::: Material provided :::

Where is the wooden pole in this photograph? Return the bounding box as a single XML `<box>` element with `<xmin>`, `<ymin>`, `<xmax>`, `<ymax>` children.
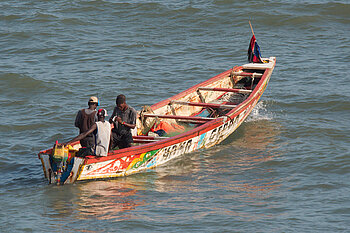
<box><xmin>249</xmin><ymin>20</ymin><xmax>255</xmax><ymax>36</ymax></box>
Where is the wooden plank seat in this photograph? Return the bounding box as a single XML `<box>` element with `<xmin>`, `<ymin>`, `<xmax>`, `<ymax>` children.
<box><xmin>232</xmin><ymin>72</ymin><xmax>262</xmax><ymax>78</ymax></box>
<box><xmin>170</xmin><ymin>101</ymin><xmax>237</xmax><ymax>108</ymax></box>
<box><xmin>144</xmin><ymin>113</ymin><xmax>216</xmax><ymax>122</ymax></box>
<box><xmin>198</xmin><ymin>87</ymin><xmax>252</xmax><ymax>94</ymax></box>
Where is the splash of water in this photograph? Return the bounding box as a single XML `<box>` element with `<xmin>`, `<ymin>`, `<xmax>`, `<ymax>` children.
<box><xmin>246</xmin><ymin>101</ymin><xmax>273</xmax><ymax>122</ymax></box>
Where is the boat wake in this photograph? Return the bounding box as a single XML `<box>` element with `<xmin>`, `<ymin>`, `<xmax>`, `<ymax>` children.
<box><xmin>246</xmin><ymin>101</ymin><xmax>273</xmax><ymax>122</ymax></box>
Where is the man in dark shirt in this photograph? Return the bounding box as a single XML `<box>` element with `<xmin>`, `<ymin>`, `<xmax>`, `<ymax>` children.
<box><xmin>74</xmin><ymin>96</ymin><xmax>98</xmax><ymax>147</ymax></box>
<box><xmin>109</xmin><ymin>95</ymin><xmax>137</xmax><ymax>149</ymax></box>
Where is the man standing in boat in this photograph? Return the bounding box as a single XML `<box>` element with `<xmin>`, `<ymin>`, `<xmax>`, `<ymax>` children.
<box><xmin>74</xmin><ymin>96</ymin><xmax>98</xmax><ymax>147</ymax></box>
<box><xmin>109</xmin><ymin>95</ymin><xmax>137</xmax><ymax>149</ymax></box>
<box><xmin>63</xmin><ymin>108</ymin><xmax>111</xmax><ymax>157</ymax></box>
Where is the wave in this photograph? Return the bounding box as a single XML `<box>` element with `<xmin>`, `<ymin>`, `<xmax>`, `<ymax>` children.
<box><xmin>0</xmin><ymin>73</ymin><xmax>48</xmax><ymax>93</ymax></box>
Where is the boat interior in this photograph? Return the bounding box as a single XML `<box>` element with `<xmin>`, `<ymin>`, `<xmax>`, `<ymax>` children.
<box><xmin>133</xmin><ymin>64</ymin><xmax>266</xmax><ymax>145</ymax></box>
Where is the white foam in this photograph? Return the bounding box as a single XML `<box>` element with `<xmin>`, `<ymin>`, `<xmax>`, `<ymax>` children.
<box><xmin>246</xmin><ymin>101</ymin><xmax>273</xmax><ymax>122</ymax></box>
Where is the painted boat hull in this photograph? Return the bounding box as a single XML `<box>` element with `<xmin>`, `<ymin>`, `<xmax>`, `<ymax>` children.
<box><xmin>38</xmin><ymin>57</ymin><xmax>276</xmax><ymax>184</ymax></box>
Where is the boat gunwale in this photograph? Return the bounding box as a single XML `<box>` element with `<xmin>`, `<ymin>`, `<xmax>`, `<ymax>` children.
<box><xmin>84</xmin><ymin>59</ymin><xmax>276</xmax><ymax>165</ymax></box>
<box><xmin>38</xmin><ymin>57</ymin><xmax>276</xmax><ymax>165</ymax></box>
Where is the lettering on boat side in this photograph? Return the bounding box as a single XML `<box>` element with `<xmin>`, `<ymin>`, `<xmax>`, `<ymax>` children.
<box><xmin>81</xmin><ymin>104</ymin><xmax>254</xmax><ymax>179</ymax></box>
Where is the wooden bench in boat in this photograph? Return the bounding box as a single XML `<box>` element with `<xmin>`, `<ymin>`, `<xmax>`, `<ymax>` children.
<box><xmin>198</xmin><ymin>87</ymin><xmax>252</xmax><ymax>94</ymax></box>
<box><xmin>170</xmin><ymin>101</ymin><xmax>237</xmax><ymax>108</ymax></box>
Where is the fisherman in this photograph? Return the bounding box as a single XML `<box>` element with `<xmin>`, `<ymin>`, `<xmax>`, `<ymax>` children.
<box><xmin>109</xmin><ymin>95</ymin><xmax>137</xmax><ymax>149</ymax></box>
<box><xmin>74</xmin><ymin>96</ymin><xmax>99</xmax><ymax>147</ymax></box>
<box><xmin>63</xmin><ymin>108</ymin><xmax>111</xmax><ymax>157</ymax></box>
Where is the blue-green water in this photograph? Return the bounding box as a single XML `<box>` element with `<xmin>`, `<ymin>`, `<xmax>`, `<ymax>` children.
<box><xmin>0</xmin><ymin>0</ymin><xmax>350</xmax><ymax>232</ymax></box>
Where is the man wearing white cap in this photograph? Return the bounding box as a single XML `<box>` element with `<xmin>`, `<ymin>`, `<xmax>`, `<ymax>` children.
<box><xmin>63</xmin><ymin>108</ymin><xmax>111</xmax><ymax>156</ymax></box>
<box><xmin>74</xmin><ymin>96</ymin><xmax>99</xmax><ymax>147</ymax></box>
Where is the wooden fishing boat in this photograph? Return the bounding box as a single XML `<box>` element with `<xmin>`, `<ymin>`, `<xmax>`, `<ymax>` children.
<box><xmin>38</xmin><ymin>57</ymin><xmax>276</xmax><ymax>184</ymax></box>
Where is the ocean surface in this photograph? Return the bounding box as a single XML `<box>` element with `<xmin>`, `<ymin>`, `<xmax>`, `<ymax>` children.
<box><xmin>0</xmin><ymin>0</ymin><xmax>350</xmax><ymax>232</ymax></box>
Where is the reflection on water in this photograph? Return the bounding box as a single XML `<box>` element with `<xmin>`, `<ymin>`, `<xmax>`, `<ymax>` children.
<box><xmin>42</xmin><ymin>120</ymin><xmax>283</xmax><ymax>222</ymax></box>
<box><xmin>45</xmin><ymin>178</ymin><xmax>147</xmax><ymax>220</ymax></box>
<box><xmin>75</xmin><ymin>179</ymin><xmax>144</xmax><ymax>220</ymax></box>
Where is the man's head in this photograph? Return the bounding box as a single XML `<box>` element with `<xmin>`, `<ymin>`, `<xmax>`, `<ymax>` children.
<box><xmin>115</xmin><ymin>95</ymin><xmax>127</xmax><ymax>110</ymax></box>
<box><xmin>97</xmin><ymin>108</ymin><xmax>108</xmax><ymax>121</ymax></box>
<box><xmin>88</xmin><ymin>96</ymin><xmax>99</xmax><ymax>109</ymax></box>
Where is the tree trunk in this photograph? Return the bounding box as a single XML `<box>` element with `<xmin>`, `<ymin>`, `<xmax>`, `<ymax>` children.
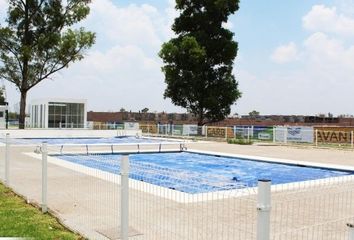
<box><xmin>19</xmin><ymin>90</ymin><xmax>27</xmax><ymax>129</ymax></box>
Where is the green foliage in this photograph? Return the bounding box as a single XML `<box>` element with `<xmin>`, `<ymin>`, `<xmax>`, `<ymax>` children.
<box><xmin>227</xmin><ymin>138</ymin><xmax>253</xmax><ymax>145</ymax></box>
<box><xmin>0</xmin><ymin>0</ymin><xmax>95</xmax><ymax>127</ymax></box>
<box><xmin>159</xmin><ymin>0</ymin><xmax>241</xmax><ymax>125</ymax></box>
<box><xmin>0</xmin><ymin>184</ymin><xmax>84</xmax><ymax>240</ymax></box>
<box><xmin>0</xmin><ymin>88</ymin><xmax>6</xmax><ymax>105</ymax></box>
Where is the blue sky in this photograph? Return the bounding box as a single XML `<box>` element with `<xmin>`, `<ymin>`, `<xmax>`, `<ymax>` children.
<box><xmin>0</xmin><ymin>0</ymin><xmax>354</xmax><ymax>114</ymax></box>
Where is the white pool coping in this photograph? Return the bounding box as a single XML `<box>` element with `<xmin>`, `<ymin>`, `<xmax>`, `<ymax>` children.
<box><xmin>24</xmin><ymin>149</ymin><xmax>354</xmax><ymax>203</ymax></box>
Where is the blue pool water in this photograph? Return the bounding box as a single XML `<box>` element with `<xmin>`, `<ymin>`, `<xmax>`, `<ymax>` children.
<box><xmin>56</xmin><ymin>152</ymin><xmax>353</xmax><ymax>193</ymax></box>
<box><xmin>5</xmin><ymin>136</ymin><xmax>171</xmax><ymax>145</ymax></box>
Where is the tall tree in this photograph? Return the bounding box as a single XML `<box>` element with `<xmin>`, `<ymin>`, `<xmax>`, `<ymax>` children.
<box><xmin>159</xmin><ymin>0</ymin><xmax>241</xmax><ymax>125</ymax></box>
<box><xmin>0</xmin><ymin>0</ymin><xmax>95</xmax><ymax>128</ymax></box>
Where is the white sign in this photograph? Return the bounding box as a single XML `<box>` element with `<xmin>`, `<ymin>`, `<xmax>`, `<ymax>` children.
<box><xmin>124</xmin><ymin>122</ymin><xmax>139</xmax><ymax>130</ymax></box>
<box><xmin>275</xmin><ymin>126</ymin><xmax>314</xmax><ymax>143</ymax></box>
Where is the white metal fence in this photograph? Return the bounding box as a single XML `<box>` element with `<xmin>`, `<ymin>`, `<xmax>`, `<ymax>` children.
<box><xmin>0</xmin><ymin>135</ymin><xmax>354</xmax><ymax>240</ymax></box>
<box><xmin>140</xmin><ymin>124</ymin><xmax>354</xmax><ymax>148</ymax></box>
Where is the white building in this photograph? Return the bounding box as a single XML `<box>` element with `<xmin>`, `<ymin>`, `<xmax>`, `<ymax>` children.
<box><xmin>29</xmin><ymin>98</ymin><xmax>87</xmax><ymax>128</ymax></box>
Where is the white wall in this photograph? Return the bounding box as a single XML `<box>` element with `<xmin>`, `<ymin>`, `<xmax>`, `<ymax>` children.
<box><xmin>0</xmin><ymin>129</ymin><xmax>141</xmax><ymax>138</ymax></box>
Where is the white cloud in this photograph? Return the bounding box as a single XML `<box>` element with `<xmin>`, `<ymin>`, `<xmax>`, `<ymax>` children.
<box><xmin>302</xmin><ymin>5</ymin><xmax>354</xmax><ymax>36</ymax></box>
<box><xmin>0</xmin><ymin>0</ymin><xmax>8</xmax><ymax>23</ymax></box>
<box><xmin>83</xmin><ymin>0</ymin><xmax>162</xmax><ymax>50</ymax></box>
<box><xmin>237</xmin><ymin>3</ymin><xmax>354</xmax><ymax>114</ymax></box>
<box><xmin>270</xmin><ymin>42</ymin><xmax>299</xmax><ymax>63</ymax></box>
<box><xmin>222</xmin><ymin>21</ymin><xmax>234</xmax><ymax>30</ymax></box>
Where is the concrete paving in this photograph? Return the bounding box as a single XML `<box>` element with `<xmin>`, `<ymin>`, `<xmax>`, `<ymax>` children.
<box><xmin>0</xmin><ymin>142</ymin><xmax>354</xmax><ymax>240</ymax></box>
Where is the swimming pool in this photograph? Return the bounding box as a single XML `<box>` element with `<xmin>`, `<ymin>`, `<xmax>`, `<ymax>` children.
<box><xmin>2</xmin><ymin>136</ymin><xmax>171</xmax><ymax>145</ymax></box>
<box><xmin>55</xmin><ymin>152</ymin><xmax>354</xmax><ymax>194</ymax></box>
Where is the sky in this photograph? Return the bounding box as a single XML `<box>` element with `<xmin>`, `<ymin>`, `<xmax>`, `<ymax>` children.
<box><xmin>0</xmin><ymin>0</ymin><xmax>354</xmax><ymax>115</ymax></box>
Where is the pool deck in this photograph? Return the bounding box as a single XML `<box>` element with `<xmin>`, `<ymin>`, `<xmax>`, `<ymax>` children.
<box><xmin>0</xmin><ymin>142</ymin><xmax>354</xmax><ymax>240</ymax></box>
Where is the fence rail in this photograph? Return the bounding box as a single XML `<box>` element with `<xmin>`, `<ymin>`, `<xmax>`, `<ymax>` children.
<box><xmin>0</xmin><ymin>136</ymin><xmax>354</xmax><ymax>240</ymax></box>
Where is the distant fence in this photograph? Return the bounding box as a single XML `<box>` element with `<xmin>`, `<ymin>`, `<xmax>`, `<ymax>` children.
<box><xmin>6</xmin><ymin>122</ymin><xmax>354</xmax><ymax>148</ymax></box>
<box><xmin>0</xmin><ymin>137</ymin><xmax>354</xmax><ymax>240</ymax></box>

:::

Brief: Repeat, with no changes, each line from the one with "Where is the white cloud" to the end of the listing, including both ends and nothing else.

Written reply:
Where is the white cloud in this photograph? Return the bounding box as a single XML `<box>` element with `<xmin>`, `<ymin>`, `<xmax>`, `<ymax>` children.
<box><xmin>302</xmin><ymin>5</ymin><xmax>354</xmax><ymax>36</ymax></box>
<box><xmin>0</xmin><ymin>0</ymin><xmax>8</xmax><ymax>23</ymax></box>
<box><xmin>83</xmin><ymin>0</ymin><xmax>162</xmax><ymax>50</ymax></box>
<box><xmin>237</xmin><ymin>3</ymin><xmax>354</xmax><ymax>114</ymax></box>
<box><xmin>270</xmin><ymin>42</ymin><xmax>299</xmax><ymax>63</ymax></box>
<box><xmin>222</xmin><ymin>21</ymin><xmax>234</xmax><ymax>30</ymax></box>
Where is the concrete paving in this photograph? Return the bounding box as a single XML `<box>` element with `<xmin>`, `<ymin>`, `<xmax>`, `<ymax>` children.
<box><xmin>0</xmin><ymin>142</ymin><xmax>354</xmax><ymax>240</ymax></box>
Where is the swimming pool in this photograph? Return the bounding box as a single XML `<box>` element with `<xmin>`, `<ymin>`, `<xmax>`, `<ymax>` children.
<box><xmin>2</xmin><ymin>136</ymin><xmax>171</xmax><ymax>145</ymax></box>
<box><xmin>55</xmin><ymin>152</ymin><xmax>354</xmax><ymax>194</ymax></box>
Where is the sky in this photograph? Return the bounding box as a single XML `<box>` element with `<xmin>`, `<ymin>`, `<xmax>`, `<ymax>` children.
<box><xmin>0</xmin><ymin>0</ymin><xmax>354</xmax><ymax>115</ymax></box>
Where is the pool deck in this photograph? Return the bounding box as a single XML `<box>` element with `<xmin>`, `<ymin>`, `<xmax>`, `<ymax>` children.
<box><xmin>0</xmin><ymin>142</ymin><xmax>354</xmax><ymax>240</ymax></box>
Where is the fence rail in this photograph? Return the bounding box as a single XML `<box>` element with `<xmin>`, `<ymin>`, `<xmax>`, `<ymax>` children.
<box><xmin>0</xmin><ymin>136</ymin><xmax>354</xmax><ymax>240</ymax></box>
Where is the distant fence in this photograph? Return the bounding box as a single XML `<box>` element with `<xmin>`, `<ymin>`, `<xmax>`, `<ymax>` children.
<box><xmin>6</xmin><ymin>122</ymin><xmax>354</xmax><ymax>148</ymax></box>
<box><xmin>0</xmin><ymin>137</ymin><xmax>354</xmax><ymax>240</ymax></box>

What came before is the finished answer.